▶ [Problem statement] Please repeat the items, starting at the first one and ending at the line that contains "POLYGON ((256 95, 253", with "exterior ring" swapped for "outer ring" and everything else left as it is. Leave the pictures out.
________________________________________
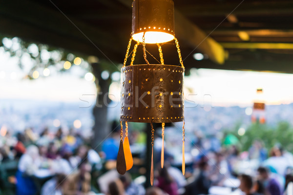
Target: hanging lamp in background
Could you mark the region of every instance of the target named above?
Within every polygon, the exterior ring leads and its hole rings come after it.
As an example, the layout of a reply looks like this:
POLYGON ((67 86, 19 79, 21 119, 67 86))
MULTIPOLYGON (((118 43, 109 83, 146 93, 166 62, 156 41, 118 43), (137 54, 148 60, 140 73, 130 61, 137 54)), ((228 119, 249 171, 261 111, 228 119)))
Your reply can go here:
POLYGON ((256 95, 253 102, 253 108, 251 114, 251 121, 258 122, 261 124, 266 122, 265 100, 264 98, 263 89, 261 88, 256 89, 256 95))
MULTIPOLYGON (((121 69, 121 141, 117 169, 124 174, 133 164, 128 139, 127 122, 150 123, 152 156, 150 183, 153 183, 153 123, 162 123, 161 167, 164 166, 164 138, 165 123, 184 121, 184 91, 185 68, 174 29, 174 2, 172 0, 134 0, 132 3, 132 31, 121 69), (132 40, 131 60, 126 65, 132 40), (173 40, 179 56, 176 65, 166 65, 160 43, 173 40), (146 44, 156 44, 161 64, 150 64, 146 59, 146 44), (138 47, 142 45, 146 64, 134 64, 138 47), (123 140, 123 122, 125 122, 123 140)), ((185 172, 185 129, 182 128, 182 172, 185 172)))

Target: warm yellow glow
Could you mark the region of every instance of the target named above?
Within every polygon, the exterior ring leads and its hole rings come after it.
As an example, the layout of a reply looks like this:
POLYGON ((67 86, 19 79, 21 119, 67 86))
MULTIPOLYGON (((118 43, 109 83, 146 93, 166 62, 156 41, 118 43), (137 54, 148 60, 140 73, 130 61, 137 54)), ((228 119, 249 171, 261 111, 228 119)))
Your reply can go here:
POLYGON ((35 70, 33 73, 33 78, 36 79, 39 78, 39 76, 40 76, 40 74, 39 73, 39 71, 35 70))
POLYGON ((82 127, 82 122, 79 119, 76 119, 73 122, 73 126, 76 129, 82 127))
MULTIPOLYGON (((132 35, 133 40, 143 42, 144 33, 136 33, 132 35)), ((146 43, 160 43, 168 42, 174 39, 174 36, 163 32, 149 31, 146 32, 145 42, 146 43)))
POLYGON ((69 68, 70 68, 71 67, 71 63, 69 61, 66 61, 65 62, 64 62, 64 64, 63 65, 63 67, 64 68, 64 69, 68 70, 69 68))
POLYGON ((82 63, 82 59, 81 59, 79 57, 75 58, 75 59, 74 59, 74 61, 73 61, 73 63, 74 63, 74 64, 77 65, 78 66, 81 64, 81 63, 82 63))
POLYGON ((248 33, 245 31, 239 31, 238 32, 238 36, 239 36, 241 40, 244 41, 249 40, 250 39, 248 33))

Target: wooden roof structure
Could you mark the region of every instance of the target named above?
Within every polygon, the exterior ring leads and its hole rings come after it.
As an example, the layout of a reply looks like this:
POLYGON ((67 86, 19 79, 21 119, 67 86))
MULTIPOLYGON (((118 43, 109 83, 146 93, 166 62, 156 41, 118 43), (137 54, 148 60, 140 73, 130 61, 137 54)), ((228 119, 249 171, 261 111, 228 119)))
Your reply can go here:
MULTIPOLYGON (((132 1, 1 1, 0 33, 122 63, 130 37, 132 1)), ((293 73, 293 1, 174 0, 174 4, 175 35, 187 68, 293 73), (198 52, 207 58, 196 60, 198 52)), ((147 49, 157 53, 152 47, 147 49)), ((167 63, 174 64, 178 59, 172 47, 162 48, 168 51, 167 63)))

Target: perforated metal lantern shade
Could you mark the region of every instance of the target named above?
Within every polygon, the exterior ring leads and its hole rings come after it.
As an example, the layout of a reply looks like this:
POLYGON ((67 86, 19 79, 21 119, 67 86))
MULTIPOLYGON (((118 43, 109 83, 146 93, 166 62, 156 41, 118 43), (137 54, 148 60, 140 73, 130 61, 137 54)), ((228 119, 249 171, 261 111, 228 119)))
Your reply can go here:
POLYGON ((184 68, 162 64, 121 69, 122 121, 183 121, 184 68))
POLYGON ((146 43, 162 43, 173 40, 174 2, 172 0, 134 0, 132 3, 134 40, 146 43))

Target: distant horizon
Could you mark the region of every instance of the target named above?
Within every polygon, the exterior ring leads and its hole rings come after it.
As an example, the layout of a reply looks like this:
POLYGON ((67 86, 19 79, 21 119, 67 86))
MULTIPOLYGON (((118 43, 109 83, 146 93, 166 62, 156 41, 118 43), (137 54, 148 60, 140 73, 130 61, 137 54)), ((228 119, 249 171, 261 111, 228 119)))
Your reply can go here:
MULTIPOLYGON (((60 72, 57 67, 62 66, 60 62, 48 67, 49 76, 29 80, 23 78, 31 61, 24 59, 26 65, 21 69, 18 60, 0 48, 0 99, 74 102, 85 98, 95 102, 97 87, 92 80, 85 79, 88 70, 82 65, 60 72)), ((256 89, 261 87, 267 105, 288 104, 293 103, 293 91, 288 90, 293 83, 293 74, 192 68, 185 78, 184 94, 186 99, 199 104, 244 107, 251 105, 256 89)), ((111 84, 109 93, 112 100, 120 99, 119 81, 111 84)))

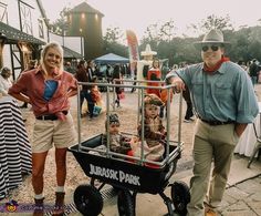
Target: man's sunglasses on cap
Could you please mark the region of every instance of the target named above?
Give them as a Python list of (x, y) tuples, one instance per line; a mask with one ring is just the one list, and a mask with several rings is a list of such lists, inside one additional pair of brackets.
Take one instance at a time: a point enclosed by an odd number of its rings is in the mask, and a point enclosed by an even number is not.
[(212, 51), (216, 52), (216, 51), (218, 51), (219, 45), (203, 45), (203, 47), (201, 48), (201, 50), (202, 50), (203, 52), (207, 52), (208, 49), (211, 49)]

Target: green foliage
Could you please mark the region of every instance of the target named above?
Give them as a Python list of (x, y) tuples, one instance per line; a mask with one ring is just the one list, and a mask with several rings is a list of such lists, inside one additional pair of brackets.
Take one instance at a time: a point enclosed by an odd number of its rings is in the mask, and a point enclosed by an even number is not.
[(206, 33), (211, 29), (223, 30), (233, 30), (233, 27), (230, 21), (230, 17), (227, 14), (223, 17), (217, 17), (215, 14), (208, 16), (206, 20), (201, 20), (197, 24), (191, 24), (191, 28), (198, 33)]

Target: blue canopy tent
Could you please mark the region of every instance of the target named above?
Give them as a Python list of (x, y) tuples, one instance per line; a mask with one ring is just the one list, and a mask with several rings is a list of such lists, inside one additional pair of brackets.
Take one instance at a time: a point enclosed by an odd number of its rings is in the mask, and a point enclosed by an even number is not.
[(119, 56), (114, 53), (108, 53), (94, 59), (94, 62), (100, 64), (116, 64), (116, 63), (129, 63), (129, 60), (127, 58)]

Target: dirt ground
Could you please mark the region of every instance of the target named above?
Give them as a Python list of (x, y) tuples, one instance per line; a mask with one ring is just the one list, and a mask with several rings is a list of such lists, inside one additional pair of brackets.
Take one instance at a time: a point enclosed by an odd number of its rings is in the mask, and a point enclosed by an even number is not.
________________________________________
▶ [The output]
Target: hanging lamp in background
Could you mark the region of every instance of the target named above?
Within every polygon, the outer ring leads and its hole rings come after it.
As an example, the layout of a reply looks like this:
POLYGON ((67 86, 19 79, 21 119, 67 86))
MULTIPOLYGON (((118 43, 109 83, 146 93, 166 62, 156 41, 118 43), (137 54, 148 60, 140 73, 130 61, 137 54)), ((228 119, 249 171, 261 111, 228 119)))
Your reply can go here:
POLYGON ((256 95, 253 102, 253 108, 251 114, 251 121, 258 122, 261 124, 266 122, 265 100, 264 98, 263 89, 261 88, 256 89, 256 95))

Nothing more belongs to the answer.